Please copy out the lines in the entries that contain "clicks".
::::::
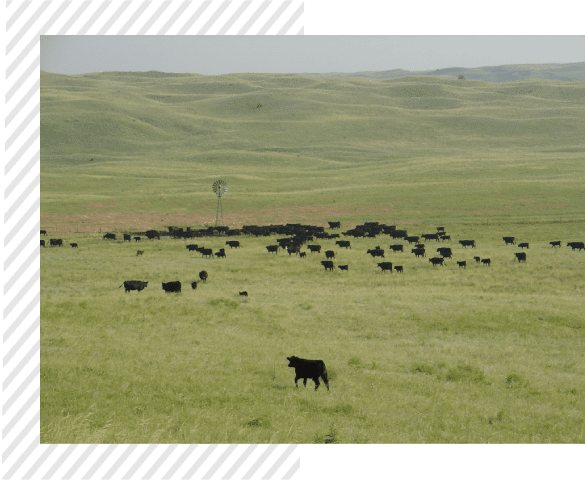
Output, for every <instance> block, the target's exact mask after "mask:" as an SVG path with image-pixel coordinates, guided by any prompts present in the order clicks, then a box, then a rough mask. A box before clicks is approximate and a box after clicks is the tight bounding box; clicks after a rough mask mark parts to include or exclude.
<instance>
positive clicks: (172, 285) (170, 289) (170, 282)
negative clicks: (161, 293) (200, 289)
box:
::::::
**Output for this exercise:**
Output, for every <instance> block, the target's exact mask after "mask:" as an SVG path with image-pixel coordinates, guided by any prompts present in the order clicks, then a box, then a rough mask. A box before clicks is approximate and a box after clicks is the tight bounding box; clicks after a rough mask mark parts to include or exclude.
positive clicks: (172, 285) (170, 289) (170, 282)
negative clicks: (161, 293) (200, 289)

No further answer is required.